- ASSIGNMENT
Give back, word for word, only the lines from the one containing "yellow flower in" to the end of the listing below.

- PROVIDED RECORDS

────────

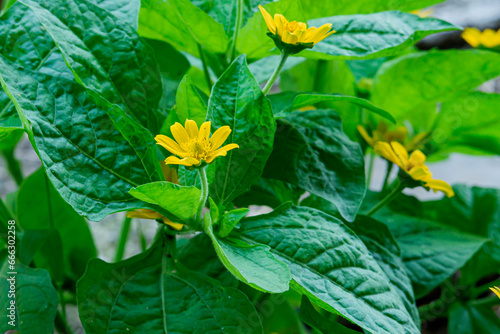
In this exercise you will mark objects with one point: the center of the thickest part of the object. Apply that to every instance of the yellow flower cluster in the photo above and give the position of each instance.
(488, 38)
(413, 165)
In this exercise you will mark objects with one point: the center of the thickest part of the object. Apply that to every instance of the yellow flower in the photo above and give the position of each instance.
(195, 146)
(400, 134)
(170, 175)
(413, 165)
(286, 33)
(496, 291)
(488, 38)
(423, 13)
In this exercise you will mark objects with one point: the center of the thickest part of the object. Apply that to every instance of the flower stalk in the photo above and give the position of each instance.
(274, 76)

────────

- WRITTEN REPLY
In this exercise you will mark objects with one point: the center of the thickest part of the object. Apply that to every instance of the yellow flower in the photo above and give the position of each instance.
(195, 146)
(400, 134)
(170, 175)
(413, 165)
(286, 33)
(496, 291)
(488, 38)
(423, 13)
In this exercise you will mark objects with one point: the center of the thickest part of the object. Apply that to every instance of the flower stalk in the photo above and give the position of each instance.
(274, 76)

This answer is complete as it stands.